§ SECCIÓN DEL DOCUMENTO
Incumplimientos de planes productivos, indisciplinas, errores
recurrentes, problemas en las cuentas por cobrar o por pagar
vencidas, incluso delitos —robo entre ellos—, o violaciones como las
desviaciones de recursos, son muchas veces objeto de análisis cuando
el mal ya está hecho, convirtiendo no pocas reuniones en verdaderas
autopsias.
Aunque esas pesquisas post consecuencias descubren las causas,
los hechos tienden a repetirse. ¿Qué hacer? La respuesta la
conocemos todos: mayor control de los recursos asignados. Pero no es
a fuerza de repetir esa frase que encontraremos la solución, porque
justamente no hay asamblea, plenaria o auditorio, en que no la
escuchemos y aun así seguimos vulnerables. Y lo peor, flagelándose
los valores éticos de todos los que intervienen en la creación de
bienes y servicios.
Para ser efectivos hay que interpretar la respuesta a la pregunta
con un enfoque que nos permita ver al control interno como al médico
de la familia, previniendo la enfermedad. Sin embargo, lograrlo
necesita de una mirada imprescindible, la sistémica.
Por ejemplo, un director de empresa o de unidad presupuestada
pudiera contar con una completa guía de autocontrol, pero si no la
reconoce como un instrumento de trabajo, no solo saldría deficiente
en la auditoría externa, sino que además su entidad viviría en un
estado permanente de descontrol y simulación, siendo presa de la
corrupción y la mentira. Porque una cosa es prepararse para el
control, y otra vivir en él.
Si el directivo, mediante un diagnóstico integral de cada
actividad que se desarrolla en su colectivo, tiene identificados los
riesgos, tendría garantizado un buen plan de prevención. Si el
directivo rinde cuenta de su gestión frente a los trabajadores, que
es una manera de informarlos, tanto del estado de cuentas de la
entidad, como del alcance de sus producciones, estaría haciendo de
esa información estadística y económica, una herramienta de trabajo.

§ ENUNCIADO
Devuelva sin alteración alguna el pasaje del texto sobre el control interno que va desde "Aunque esas pesquisas" hasta "bienes y servicios.", ambos inclusive.

§ DATOS PROPORCIONADOS
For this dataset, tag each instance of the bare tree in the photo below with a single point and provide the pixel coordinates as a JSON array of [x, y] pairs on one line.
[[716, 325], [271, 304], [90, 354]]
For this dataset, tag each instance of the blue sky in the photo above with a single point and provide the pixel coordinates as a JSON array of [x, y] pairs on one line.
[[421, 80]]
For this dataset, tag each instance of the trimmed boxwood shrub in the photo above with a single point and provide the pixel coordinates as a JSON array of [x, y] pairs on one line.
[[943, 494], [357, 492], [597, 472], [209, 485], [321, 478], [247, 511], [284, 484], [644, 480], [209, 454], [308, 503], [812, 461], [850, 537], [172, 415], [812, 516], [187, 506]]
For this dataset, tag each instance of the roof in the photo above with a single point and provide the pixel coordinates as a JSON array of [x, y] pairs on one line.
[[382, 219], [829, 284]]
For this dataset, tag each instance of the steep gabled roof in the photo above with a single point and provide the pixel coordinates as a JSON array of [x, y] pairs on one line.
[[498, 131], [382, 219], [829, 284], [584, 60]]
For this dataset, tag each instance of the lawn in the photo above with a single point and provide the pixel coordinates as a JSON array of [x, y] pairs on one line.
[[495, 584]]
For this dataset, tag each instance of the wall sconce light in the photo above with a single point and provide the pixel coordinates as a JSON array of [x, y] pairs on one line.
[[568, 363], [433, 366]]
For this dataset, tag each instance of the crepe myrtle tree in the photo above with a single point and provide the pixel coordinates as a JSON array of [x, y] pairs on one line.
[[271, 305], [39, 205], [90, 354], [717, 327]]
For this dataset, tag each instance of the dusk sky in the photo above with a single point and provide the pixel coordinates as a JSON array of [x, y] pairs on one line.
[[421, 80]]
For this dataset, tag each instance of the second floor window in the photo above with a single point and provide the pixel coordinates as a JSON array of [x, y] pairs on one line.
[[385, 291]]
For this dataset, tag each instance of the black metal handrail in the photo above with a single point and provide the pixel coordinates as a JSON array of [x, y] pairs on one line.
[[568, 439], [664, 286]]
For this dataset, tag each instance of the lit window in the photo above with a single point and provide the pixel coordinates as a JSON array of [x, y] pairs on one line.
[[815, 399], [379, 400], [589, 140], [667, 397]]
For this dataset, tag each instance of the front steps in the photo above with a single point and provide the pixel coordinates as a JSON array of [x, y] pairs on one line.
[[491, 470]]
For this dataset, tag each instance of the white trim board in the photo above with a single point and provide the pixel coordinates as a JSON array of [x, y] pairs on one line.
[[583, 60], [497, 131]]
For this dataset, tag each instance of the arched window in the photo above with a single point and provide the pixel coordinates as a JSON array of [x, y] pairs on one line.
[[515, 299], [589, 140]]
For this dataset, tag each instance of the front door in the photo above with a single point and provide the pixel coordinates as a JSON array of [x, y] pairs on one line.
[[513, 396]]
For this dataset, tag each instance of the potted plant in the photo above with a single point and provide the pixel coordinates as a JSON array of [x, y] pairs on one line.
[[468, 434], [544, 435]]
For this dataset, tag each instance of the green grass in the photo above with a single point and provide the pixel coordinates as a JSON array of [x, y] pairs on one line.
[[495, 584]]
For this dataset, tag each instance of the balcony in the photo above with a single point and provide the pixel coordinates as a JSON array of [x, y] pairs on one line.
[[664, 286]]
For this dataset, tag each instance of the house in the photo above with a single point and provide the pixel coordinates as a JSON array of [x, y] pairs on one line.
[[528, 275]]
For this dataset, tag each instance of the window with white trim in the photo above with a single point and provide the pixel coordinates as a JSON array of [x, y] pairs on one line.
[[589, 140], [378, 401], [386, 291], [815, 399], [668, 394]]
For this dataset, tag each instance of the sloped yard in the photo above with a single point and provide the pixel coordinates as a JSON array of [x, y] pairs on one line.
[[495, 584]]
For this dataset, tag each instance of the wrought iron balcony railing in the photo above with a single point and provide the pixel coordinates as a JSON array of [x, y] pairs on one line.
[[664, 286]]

§ SOLUCIÓN
Aunque esas pesquisas post consecuencias descubren las causas,
los hechos tienden a repetirse. ¿Qué hacer? La respuesta la
conocemos todos: mayor control de los recursos asignados. Pero no es
a fuerza de repetir esa frase que encontraremos la solución, porque
justamente no hay asamblea, plenaria o auditorio, en que no la
escuchemos y aun así seguimos vulnerables. Y lo peor, flagelándose
los valores éticos de todos los que intervienen en la creación de
bienes y servicios.